## What you are asked to do
Produce a verbatim transcription of the records below, beginning at the line containing "Every instance of the green lawn" and ending at the final line; include only those lines.

## Begin

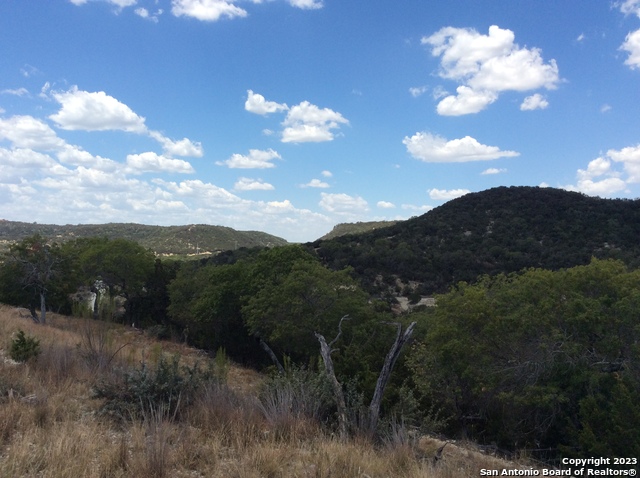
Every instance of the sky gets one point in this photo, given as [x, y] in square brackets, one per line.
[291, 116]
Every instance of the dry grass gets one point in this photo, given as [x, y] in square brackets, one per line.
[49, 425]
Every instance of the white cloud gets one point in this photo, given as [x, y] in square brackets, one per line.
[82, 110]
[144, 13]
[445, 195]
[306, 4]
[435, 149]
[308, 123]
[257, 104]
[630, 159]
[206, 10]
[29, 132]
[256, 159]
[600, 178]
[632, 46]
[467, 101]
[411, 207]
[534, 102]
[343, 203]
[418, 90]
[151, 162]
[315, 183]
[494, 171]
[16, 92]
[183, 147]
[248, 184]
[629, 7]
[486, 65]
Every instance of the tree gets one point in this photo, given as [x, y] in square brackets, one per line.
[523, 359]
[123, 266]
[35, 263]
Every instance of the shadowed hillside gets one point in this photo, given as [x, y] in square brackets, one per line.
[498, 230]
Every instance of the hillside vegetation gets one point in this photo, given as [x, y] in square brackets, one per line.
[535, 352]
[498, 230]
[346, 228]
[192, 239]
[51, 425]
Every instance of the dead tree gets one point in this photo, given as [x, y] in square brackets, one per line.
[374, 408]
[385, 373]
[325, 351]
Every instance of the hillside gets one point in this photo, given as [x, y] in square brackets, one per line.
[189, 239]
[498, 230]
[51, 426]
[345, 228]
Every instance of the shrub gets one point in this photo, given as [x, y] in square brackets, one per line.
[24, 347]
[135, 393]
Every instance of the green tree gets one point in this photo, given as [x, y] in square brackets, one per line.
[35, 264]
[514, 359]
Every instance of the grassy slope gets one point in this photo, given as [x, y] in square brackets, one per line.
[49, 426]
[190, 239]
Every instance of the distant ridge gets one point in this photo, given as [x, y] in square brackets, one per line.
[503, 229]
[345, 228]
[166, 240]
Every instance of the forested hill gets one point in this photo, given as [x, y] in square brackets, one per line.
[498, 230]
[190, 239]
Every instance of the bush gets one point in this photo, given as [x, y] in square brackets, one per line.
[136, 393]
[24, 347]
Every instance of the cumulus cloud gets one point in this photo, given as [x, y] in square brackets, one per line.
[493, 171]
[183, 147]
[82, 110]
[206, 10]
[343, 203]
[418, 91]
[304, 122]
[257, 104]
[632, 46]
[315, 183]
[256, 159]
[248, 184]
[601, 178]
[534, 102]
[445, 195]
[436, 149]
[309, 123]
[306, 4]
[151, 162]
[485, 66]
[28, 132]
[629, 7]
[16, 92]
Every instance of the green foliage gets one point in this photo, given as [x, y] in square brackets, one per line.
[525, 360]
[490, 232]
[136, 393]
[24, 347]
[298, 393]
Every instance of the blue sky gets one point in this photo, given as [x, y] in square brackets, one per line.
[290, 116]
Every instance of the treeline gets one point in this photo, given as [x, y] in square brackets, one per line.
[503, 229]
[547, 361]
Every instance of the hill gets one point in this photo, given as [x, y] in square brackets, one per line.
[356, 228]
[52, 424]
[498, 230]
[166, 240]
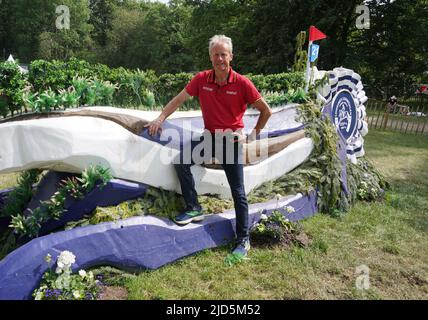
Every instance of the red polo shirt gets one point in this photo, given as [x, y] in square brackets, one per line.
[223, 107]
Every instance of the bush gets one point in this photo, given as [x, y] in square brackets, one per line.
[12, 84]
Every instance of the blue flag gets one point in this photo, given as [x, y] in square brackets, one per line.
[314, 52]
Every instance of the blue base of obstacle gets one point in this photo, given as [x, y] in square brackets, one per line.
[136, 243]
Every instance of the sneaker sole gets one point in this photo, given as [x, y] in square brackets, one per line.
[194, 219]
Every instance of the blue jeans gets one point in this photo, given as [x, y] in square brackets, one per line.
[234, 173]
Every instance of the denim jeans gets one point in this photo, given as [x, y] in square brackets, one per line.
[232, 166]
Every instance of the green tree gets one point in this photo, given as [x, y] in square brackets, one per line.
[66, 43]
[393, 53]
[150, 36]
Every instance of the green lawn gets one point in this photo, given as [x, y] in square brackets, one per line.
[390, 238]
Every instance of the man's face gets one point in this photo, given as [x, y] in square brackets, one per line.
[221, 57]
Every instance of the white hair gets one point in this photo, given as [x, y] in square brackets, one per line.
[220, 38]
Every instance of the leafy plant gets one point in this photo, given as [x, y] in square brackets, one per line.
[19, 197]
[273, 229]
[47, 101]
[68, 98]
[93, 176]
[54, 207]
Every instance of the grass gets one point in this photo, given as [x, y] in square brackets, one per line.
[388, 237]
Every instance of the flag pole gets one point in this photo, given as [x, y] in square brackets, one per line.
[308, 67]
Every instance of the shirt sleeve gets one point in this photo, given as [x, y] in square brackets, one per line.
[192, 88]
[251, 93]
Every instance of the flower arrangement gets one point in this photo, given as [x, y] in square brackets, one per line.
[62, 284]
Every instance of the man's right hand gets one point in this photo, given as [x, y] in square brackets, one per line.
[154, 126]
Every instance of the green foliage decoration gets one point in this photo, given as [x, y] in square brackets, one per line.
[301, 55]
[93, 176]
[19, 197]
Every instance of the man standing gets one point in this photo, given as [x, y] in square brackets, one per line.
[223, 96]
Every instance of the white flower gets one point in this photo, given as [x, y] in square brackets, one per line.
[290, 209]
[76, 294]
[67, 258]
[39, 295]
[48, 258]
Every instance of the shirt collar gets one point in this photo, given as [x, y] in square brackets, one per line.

## End

## Exercise answer
Every instance of the green lawn gets one point in this photo, given as [x, y] in square brackets, one per line.
[390, 238]
Every instance of the man's face gets one point in this photo, given as [x, y] in square brackets, one per line.
[221, 57]
Every instance of the white hair gets one point in this photo, given as [x, y] in square brackets, one per line.
[220, 38]
Every instance of the leafy plant gets one point in this photo, given as [x, y] in square brackets, one per line.
[19, 197]
[273, 229]
[47, 101]
[68, 98]
[93, 176]
[54, 207]
Every instance of the grass gets one point in this photo, given as [x, y] in square brackets, one per line.
[388, 237]
Every instance of the flag pole gets one point in this photo, given as [x, y] in square brackets, one per line.
[308, 67]
Every instance of the shirt sleeve gets one point in this photo, given as [x, y] in square brackets, one per line.
[192, 88]
[251, 93]
Every instance of the flower arrangement gets one point in this photo, given as [x, y] in square brackets, one per line.
[62, 284]
Every instance of the man's right hand gets one point in this photo, given as [x, y] in square brackets, one per line.
[154, 126]
Every instance of the green foliage decoration gets one point in this photo, given as [x, y] in square brackets, one per line.
[301, 55]
[93, 176]
[19, 197]
Every instance of the man standing gets one point in this photo, given as [x, y] in square brackets, one per line.
[223, 96]
Every instance of the white flower gets one point in this photo, given as [x, y] in square brackets, one per line.
[290, 209]
[76, 294]
[67, 258]
[39, 295]
[48, 258]
Every instance of the shirt collar gets one point in this photo, given as [x, y] in square brackets, one per line.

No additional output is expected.